Treece speaks on proposed masked ordinance

Related Story

COLUMBIA - Mayor Brian Treece gave an update Thursday morning on his thoughts about the proposed mask ordinance.

"On Monday, the Columbia City Council will consider an emergency ordinance to require widespread mask usage anytime you will be in contact with people who are not household members, in public or indoor spaces. A mask is not required when you can maintain at least 6 feet of distance outside, or when you're in a business, commercial, or office setting and you can maintain 6 feet of distance," Treece said.

People with medical conditions or disabilities that would prevent them from wearing masks are exempt from the order, as are children under the age of 10. 

In addition, a mask will not be required when eating or drinking.

The ordinance would go into effect for 90 days.

"This is a temporary and effective measure to stop the spread of coronavirus," Treece said.

Treece said wearing a face mask is not only good for public health, but will also help the economy stay open.

"Raising the percentage of people who wear masks by just 15% and slowing the daily growth rate by just 1% could save our economy from taking a 5% hit to the gross domestic product by avoiding future lockdowns and shutdowns," he said.

#### [Collected data entries]
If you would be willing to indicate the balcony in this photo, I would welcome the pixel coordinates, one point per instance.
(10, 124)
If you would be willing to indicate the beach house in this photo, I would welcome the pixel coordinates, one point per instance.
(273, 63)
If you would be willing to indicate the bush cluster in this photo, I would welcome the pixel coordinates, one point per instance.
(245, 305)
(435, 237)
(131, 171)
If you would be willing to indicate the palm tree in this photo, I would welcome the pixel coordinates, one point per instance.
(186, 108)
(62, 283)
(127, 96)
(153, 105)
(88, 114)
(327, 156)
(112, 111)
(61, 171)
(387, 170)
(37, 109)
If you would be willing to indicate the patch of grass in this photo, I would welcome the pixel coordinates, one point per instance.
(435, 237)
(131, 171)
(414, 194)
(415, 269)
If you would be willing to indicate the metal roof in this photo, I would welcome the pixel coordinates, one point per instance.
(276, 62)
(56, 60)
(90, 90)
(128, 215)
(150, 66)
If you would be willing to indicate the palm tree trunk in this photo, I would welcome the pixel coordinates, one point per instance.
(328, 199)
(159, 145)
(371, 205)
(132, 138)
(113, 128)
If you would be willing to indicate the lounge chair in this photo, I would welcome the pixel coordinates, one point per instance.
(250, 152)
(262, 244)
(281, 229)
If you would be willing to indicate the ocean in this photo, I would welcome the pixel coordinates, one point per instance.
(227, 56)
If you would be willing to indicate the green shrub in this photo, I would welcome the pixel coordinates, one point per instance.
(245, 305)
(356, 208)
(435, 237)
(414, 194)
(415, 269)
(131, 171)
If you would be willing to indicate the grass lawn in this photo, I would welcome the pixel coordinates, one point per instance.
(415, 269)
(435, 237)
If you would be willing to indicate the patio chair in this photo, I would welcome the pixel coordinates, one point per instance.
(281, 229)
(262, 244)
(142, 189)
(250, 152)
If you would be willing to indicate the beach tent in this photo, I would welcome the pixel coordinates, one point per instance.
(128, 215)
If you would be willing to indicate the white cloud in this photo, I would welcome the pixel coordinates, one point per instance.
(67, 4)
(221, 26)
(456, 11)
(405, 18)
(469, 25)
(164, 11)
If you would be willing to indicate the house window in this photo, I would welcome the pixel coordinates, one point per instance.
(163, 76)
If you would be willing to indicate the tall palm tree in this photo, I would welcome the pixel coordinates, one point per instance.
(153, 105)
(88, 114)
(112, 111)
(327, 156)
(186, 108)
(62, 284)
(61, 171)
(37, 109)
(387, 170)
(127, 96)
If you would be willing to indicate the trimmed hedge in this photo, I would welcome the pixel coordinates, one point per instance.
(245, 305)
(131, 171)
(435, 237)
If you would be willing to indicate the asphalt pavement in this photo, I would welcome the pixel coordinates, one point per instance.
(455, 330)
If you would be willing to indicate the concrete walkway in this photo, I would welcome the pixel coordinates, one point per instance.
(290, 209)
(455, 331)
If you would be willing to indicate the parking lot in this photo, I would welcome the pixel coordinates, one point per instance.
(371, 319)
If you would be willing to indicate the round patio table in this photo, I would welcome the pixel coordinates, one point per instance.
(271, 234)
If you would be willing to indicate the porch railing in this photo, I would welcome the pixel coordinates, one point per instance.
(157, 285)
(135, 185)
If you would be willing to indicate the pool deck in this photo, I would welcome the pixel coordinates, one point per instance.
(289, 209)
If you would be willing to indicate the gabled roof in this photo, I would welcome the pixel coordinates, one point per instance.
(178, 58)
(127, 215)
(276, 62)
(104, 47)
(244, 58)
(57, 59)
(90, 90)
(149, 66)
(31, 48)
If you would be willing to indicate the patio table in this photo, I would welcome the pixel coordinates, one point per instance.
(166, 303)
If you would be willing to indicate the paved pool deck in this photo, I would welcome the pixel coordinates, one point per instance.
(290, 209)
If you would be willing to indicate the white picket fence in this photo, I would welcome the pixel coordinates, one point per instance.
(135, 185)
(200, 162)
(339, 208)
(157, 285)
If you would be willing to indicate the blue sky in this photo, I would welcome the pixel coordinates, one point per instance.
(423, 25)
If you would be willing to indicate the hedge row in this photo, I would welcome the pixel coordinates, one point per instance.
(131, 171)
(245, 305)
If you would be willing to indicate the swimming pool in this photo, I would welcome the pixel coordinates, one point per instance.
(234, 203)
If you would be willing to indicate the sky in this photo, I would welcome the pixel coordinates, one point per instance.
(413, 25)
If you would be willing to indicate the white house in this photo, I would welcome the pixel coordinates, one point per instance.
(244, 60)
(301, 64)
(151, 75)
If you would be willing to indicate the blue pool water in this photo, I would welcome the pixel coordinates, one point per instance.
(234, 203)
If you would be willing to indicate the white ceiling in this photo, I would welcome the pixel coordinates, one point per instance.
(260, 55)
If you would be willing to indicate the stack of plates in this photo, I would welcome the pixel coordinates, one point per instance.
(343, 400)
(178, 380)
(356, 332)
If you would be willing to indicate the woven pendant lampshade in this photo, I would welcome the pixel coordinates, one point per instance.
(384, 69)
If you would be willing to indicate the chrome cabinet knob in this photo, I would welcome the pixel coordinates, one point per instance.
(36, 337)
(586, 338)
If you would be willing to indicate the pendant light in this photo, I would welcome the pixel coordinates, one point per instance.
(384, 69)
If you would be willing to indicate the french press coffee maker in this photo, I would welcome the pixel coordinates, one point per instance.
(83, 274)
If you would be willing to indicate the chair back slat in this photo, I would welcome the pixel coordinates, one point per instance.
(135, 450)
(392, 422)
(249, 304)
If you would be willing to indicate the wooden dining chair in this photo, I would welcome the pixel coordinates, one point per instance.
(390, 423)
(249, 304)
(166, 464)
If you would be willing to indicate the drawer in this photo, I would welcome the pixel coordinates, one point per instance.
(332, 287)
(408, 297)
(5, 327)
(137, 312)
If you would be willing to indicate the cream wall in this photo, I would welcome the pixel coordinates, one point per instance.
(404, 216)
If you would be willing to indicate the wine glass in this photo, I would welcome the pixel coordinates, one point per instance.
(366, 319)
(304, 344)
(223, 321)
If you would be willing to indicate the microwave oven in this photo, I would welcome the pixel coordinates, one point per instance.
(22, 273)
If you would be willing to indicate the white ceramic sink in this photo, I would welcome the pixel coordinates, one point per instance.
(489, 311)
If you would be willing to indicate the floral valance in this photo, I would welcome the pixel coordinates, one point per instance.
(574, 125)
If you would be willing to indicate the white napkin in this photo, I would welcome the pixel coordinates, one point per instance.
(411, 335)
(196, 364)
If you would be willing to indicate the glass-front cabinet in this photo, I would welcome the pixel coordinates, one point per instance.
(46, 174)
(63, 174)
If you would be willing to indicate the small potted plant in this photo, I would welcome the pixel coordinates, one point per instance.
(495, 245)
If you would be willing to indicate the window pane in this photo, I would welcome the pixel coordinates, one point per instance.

#### [Problem 1]
Answer these questions from the mask ordinance article:
(a) On what day will the Columbia City Council consider the emergency ordinance?
(b) Children under what age are exempt from the order?
(c) For how many days would the ordinance be in effect?
#### [Problem 2]
Please write a continuation of the mask ordinance article, starting after its final sentence.
The lines above are separate material, unrelated to the mask ordinance article.

#### [Exercise output 1]
(a) Monday
(b) 10
(c) 90 days

#### [Exercise output 2]
It is unclear who exactly will be enforcing this ordinance and who will be handing out violations, but citizens in violation will be fined $15 and businesses in violation will be fined $100.

"I would expect the Columbia Boone County Health Department, the police department, and everyone else to exercise the same diplomacy that we have seen throughout this entire, you know, 5-month period when it comes to enforcing our stay-at-home orders, essential/nonessential businesses," Treece said. "What we're trying to do is encourage this to be widespread and mainstream."

One business is hoping that customers will take it upon themselves to wear masks when required, but said they will enforce the rules if it comes down to it.

"Hopefully it's not completely up to us to enforce something like that," Sycamore front-of-house manager Michaela Cash said. "If it is up to us to enforce it, we will because it should be taken seriously. It's a public health issue."